▶ Page excerpt
** Start **

Due to the probabilistic nature of models, deterministic "pass/fail" assertions are often unsuitable for evaluating agent performance. Instead, we need qualitative evaluations of both the final output and the agent's trajectory - the sequence of steps taken to reach the solution. This involves assessing the quality of the agent's decisions, its reasoning process, and the final result.

This may seem like a lot of extra work to set up, but the investment of automating evaluations pays off quickly. If you intend to progress beyond prototype, this is a highly recommended best practice.

Preparing for Agent Evaluations¶

Before automating agent evaluations, define clear objectives and success criteria:

Define Success: What constitutes a successful outcome for your agent?
Identify Critical Tasks: What are the essential tasks your agent must accomplish?
Choose Relevant Metrics: What metrics will you track to measure performance?

These considerations will guide the creation of evaluation scenarios and enable effective monitoring of agent behavior in real-world deployments.

What to Evaluate?¶

To bridge the gap between a proof-of-concept and a production-ready AI agent, a robust and automated evaluation framework is essential. Unlike evaluating generative models, where the focus is primarily on the final output, agent evaluation requires a deeper understanding of the decision-making process. Agent evaluation can be broken down into two components:

Evaluating Trajectory and Tool Use: Analyzing the steps an agent takes to reach a solution, including its choice of tools, strategies, and the efficiency of its approach.
Evaluating the Final Response: Assessing the quality, relevance, and correctness of the agent's final output.

** End **

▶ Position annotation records
** Start **

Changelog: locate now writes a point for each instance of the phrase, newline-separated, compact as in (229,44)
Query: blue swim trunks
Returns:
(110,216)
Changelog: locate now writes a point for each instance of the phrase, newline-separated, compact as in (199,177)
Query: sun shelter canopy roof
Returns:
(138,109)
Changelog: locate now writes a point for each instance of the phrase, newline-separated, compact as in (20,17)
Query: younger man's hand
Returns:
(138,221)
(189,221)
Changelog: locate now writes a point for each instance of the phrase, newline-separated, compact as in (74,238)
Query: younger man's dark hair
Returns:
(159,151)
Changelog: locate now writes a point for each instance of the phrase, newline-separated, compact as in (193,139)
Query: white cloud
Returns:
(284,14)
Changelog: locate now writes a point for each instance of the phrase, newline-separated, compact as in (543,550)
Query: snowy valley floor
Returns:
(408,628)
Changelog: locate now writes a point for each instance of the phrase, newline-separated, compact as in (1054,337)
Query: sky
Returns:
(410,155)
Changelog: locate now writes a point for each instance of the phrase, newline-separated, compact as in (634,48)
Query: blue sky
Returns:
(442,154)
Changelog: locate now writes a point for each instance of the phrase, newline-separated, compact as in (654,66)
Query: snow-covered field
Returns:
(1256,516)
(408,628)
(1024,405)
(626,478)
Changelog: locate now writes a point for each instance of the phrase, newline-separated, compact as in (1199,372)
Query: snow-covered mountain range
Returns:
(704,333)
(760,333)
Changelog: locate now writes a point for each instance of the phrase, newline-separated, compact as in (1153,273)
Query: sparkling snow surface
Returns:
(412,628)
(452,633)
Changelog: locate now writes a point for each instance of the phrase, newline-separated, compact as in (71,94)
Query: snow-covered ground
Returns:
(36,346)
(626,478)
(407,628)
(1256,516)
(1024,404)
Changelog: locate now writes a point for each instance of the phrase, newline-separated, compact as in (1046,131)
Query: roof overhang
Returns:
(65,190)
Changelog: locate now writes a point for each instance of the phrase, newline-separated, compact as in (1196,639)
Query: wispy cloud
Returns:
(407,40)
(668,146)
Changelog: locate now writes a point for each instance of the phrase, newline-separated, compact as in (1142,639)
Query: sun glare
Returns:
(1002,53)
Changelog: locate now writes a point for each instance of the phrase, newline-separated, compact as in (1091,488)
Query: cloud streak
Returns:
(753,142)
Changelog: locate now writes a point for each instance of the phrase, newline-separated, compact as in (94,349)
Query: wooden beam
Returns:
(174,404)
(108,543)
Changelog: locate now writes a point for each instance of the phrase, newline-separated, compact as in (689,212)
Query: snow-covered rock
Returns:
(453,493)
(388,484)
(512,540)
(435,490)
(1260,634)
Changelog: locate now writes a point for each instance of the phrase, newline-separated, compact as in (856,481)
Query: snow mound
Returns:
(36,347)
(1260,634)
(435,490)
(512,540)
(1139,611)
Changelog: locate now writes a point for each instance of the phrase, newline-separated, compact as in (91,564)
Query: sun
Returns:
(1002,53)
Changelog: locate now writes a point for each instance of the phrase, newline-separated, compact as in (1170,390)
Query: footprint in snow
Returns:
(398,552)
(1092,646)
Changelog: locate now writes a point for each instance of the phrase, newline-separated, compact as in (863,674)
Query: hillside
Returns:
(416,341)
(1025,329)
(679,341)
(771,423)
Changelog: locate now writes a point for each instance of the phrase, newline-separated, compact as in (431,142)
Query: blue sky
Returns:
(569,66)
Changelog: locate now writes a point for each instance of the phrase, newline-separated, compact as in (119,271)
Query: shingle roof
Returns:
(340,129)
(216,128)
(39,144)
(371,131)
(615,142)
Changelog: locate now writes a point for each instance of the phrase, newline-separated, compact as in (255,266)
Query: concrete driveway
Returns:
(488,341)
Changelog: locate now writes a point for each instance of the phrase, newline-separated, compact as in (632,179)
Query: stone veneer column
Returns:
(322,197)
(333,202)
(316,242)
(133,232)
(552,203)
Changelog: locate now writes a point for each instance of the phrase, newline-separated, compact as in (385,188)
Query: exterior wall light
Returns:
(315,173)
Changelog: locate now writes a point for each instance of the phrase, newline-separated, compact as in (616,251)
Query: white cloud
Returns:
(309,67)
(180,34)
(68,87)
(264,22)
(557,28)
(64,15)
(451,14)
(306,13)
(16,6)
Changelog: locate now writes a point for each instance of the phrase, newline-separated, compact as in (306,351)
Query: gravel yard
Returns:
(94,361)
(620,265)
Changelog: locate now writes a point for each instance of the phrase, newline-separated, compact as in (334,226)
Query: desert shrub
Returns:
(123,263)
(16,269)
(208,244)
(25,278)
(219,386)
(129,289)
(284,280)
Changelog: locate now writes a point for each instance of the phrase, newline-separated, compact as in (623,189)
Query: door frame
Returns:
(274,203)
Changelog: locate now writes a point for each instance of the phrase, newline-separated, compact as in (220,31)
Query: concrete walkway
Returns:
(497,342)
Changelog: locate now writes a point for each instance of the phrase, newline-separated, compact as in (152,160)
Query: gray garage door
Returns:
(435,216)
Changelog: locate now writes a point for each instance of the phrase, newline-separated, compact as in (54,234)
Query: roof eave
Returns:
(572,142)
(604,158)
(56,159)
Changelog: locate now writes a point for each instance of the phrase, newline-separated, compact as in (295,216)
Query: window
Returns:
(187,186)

** End **

▶ Tasks and exercises
(a) In the page excerpt on agent evaluation, what is meant by an agent's trajectory?
(b) Pick up the text on evaluating AI agents where it ends and continue it.

▶ Task results
(a) It is the sequence of steps the agent takes to reach the solution.

(b)
The trajectory is just a list of steps the agent took before it returned to the user. We can compare that against the list of steps we expect the agent to have taken.

Evaluating trajectory and tool use¶

Before responding to a user, an agent typically performs a series of actions, which we refer to as a 'trajectory.' It might compare the user input with session history to disambiguate a term, or lookup a policy document, search a knowledge base or invoke an API to save a ticket. We call this a ‘trajectory’ of actions. Evaluating an agent's performance requires comparing its actual trajectory to an expected, or ideal, one. This comparison can reveal errors and inefficiencies in the agent's process. The expected trajectory represents the ground truth -- the list of steps we anticipate the agent should take.

For example:

// Trajectory evaluation will compare
expected_steps = ["determine_intent", "use_tool", "review_results", "report_generation"]
actual_steps = ["determine_intent", "use_tool", "review_results", "report_generation"]

Several ground-truth-based trajectory evaluations exist:

Exact match: Requires a perfect match to the ideal trajectory.
In-order match: Requires the correct actions in the correct order, allows for extra actions.
Any-order match: Requires the correct actions in any order, allows for extra actions.
Precision: Measures the relevance/correctness of predicted actions.
Recall: Measures how many essential actions are captured in the prediction.
Single-tool use: Checks for the inclusion of a specific action.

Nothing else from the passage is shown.